• _EXERCISE_
Transcribe all the records exactly and omit any images they hold.

• _PROVIDED RECORDS_
════════════════════
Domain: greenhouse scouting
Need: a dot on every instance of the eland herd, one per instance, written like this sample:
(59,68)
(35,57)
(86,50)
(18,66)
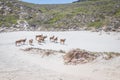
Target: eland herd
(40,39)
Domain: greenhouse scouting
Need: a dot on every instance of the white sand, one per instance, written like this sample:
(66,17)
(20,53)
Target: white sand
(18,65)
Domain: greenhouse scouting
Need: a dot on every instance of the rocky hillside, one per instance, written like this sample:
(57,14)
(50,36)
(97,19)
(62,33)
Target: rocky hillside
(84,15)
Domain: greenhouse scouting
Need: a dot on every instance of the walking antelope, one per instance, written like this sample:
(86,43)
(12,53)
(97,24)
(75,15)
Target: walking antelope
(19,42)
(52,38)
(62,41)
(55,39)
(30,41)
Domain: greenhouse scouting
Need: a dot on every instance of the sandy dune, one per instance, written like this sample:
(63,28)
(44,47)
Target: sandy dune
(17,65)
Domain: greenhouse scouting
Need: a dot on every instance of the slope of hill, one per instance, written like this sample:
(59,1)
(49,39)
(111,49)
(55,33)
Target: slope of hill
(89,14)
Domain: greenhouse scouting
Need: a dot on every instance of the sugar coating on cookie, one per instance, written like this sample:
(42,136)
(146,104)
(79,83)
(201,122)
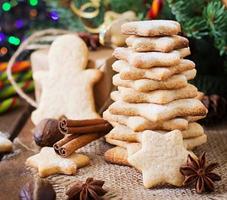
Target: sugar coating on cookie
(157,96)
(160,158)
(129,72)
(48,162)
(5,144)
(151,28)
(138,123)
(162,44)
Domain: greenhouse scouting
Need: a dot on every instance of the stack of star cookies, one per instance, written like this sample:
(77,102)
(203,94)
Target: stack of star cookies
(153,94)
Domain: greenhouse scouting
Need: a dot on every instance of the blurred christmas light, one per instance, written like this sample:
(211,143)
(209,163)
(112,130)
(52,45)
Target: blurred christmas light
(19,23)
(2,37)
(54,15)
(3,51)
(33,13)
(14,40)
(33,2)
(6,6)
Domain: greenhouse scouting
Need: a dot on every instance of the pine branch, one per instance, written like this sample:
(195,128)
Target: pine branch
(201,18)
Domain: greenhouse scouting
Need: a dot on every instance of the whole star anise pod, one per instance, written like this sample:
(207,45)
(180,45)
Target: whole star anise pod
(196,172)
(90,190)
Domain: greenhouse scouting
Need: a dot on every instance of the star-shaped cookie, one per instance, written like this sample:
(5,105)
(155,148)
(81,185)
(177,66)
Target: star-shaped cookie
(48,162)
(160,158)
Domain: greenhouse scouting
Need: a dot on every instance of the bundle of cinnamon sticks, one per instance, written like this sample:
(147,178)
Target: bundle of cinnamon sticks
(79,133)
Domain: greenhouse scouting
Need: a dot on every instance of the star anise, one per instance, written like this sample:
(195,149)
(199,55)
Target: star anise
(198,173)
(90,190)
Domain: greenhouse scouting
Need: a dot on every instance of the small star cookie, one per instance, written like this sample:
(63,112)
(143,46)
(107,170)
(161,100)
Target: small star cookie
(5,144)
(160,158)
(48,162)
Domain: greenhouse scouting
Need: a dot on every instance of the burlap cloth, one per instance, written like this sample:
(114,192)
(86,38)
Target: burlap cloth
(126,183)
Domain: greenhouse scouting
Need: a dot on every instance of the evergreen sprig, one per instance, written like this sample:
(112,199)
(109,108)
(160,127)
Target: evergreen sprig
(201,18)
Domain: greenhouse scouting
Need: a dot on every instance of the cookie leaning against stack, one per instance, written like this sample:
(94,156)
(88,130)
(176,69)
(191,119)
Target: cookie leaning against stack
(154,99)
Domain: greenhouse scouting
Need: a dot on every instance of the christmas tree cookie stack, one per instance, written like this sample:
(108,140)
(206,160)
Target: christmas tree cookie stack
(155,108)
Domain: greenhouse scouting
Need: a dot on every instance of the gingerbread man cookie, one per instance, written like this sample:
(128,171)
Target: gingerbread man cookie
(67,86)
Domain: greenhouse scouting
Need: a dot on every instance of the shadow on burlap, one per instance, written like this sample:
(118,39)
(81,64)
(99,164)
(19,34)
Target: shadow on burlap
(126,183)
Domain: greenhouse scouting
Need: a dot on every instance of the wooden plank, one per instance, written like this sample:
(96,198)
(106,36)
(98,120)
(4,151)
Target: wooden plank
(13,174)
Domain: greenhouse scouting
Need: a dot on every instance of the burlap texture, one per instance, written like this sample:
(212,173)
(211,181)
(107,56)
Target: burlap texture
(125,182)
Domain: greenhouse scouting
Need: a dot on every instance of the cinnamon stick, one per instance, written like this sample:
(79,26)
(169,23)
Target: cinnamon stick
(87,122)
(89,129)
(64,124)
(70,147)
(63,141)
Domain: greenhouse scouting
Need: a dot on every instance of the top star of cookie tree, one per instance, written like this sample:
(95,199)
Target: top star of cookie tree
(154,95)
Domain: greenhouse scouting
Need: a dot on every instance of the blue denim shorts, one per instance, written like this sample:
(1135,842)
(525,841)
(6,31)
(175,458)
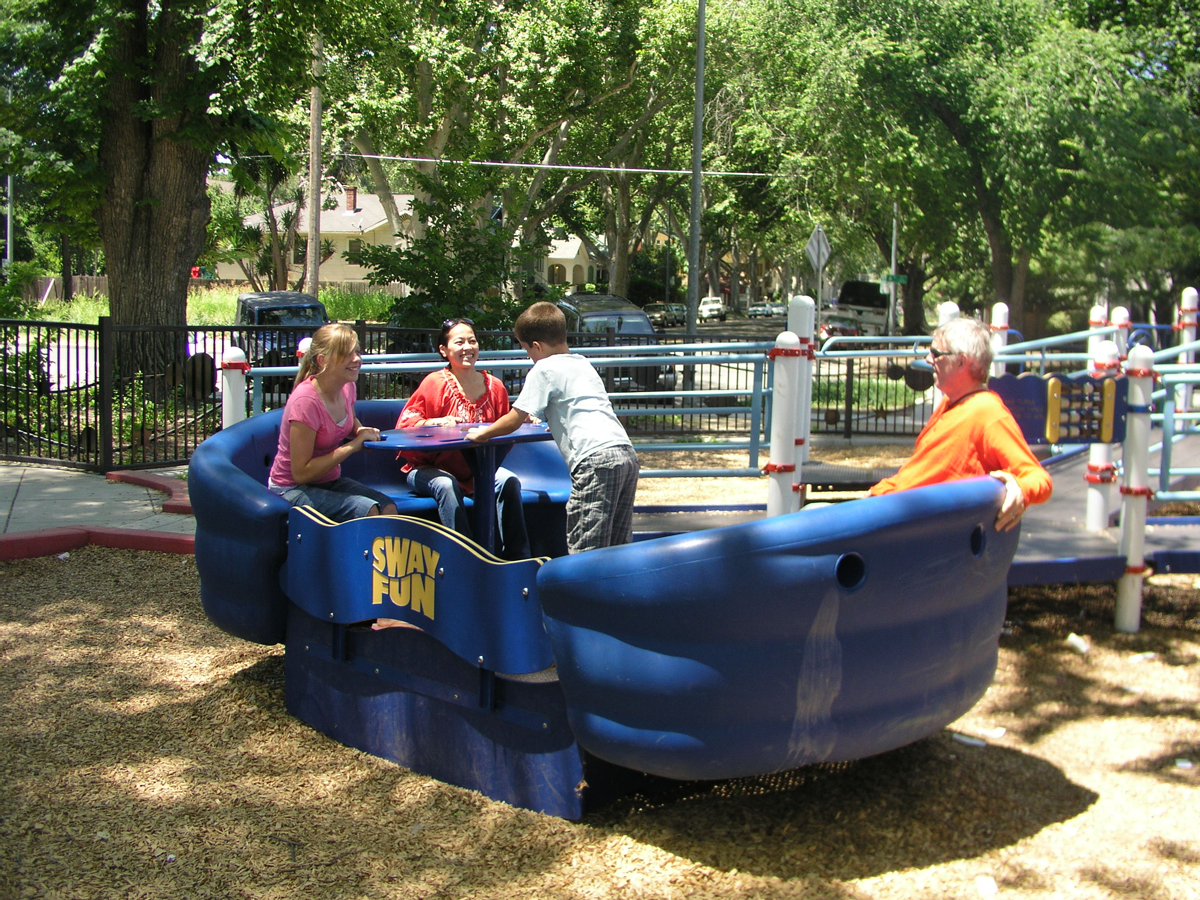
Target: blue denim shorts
════════════════════
• _SOLVED PROBLEM_
Domain: greenhouse scouting
Need: a dot on every instance of the eland herd, one per instance, written like this sample:
(59,68)
(35,57)
(86,50)
(18,66)
Target: eland herd
(40,39)
Domain: greenhouse scouting
Need: a dot on every instance of the white sand, one per instance, written like this sample:
(66,17)
(20,53)
Target: white sand
(18,65)
Domain: greenhouse scouting
Need: a dot on every instance of the rocky hillside, one per instance, written like this sample:
(57,14)
(50,36)
(97,19)
(62,33)
Target: rocky hillside
(84,15)
Domain: greenhouse scouting
Need: a dot on every instance of the walking antelope, one per instance, written like this sample:
(86,43)
(12,53)
(97,24)
(75,15)
Target: walking antelope
(19,42)
(52,38)
(62,41)
(55,39)
(30,41)
Domain: greenhouse scouting
Need: a dot on every instance of the sandy dune, one per instance, written like this sample:
(63,28)
(44,47)
Target: sandy dune
(17,65)
Domain: greenhouse scouting
Need: a dot on every instance of the slope of hill, one per instance, written like this sample:
(59,1)
(49,39)
(111,49)
(55,33)
Target: slope of hill
(89,14)
Domain: greenhouse scouting
Need: a dot on every instance of the sugar coating on cookie, one per instance, written like this sample:
(42,136)
(146,104)
(79,83)
(201,122)
Target: sugar coating on cookie
(157,96)
(160,158)
(129,72)
(48,162)
(5,144)
(151,28)
(138,123)
(162,44)
Domain: greenhouse scouting
Need: a dot on every instance of the stack of star cookies, one per instance, written like this sample:
(77,102)
(203,94)
Target: stack of star cookies
(153,94)
Domain: greenhouse scouting
Need: a dot on every instance of the blurred christmas light, one per instance, written like this sample:
(211,143)
(209,163)
(112,130)
(52,45)
Target: blurred christmas light
(19,23)
(2,37)
(54,15)
(3,51)
(33,13)
(14,40)
(33,2)
(6,6)
Domain: greenhouse scouting
Need: a dot on every instance of the pine branch, one per instance, written like this sample:
(195,128)
Target: pine branch
(201,18)
Domain: greenhouse scouting
Need: a dot on every instance of the whole star anise pod, one per instance, written like this sample:
(207,45)
(180,45)
Target: whole star anise pod
(196,172)
(90,190)
Domain: greenhouse scouting
Need: a dot on every instance of the star-shaped cookie, one per instance, written like this sample:
(5,105)
(155,148)
(81,185)
(177,66)
Target: star-shaped cookie
(48,162)
(160,158)
Domain: greenhouse scouting
Need: a dot on every instance of the bundle of cinnamon sticks, one per instance, written like this sample:
(147,178)
Target: bundle of cinnamon sticks
(79,133)
Domain: greenhouse scouting
Need: a dot on every instance of the star anise, one per instance, written like this sample:
(195,149)
(199,55)
Target: star anise
(198,173)
(90,190)
Domain: greenhouse scouting
Need: a dot on every instance of the small star cookie, one per instance, written like this sample:
(63,112)
(143,46)
(107,170)
(161,100)
Target: small star cookie
(5,144)
(160,158)
(48,162)
Domain: greenhouse scouting
Need: a dot on every instance of the burlap cloth, one per instance, written like this sample:
(114,192)
(86,38)
Target: burlap cloth
(126,183)
Domain: greenhouse scouting
Need: a dot on every instance of the evergreen sprig, one per instance, written like this sample:
(112,199)
(109,108)
(160,127)
Target: evergreen sprig
(201,18)
Domain: greenhouse scouting
Need: a dot on every instance of the cookie leaning against stack, one per instance, written like this sample:
(94,156)
(88,130)
(176,69)
(191,119)
Target: cookie leaning against stack
(154,99)
Domain: greenhouse scouting
Need: a dot on every instance of the christmas tree cookie stack, one per instance, written like this sample:
(108,140)
(206,160)
Target: christmas tree cookie stack
(155,108)
Domain: greenhouse scouting
Need: a dot on every instance of the gingerbread man cookie, one per instance, written like this sample:
(128,171)
Target: gingerbread man cookie
(67,86)
Domain: greenhouse scouting
Need: a dot on every instance of the shadow on burlap, one per instance, written like this sample:
(118,39)
(81,64)
(99,164)
(19,34)
Target: shadow on burlap
(126,183)
Domain: greenhouse scouting
Need: a dot on every instance of the wooden plank, one per instance, written like this sample:
(96,198)
(106,36)
(98,120)
(4,151)
Target: wooden plank
(13,174)
Domain: greenhouse scouting
Need: a dot on every instance of the burlap texture, one per instance, written like this sample:
(212,173)
(211,181)
(107,56)
Target: burlap texture
(125,182)
Domain: greenhouse scouting
Need: a dot on every instance of the cinnamon stick, one per instance, written like this sample:
(79,26)
(169,23)
Target: cinnamon stick
(87,122)
(89,129)
(64,124)
(70,147)
(63,141)
Domain: greenhouse scouting
Need: a dot on every instance of the top star of cookie tree, one per instance, written like this sample:
(95,199)
Target: top star of cookie tree
(154,95)
Domain: greenhouse scouting
Need: a dot on every instance of the blue denim shorts, one per instance, written like this sample:
(1135,842)
(525,841)
(6,31)
(175,458)
Target: blue denim shorts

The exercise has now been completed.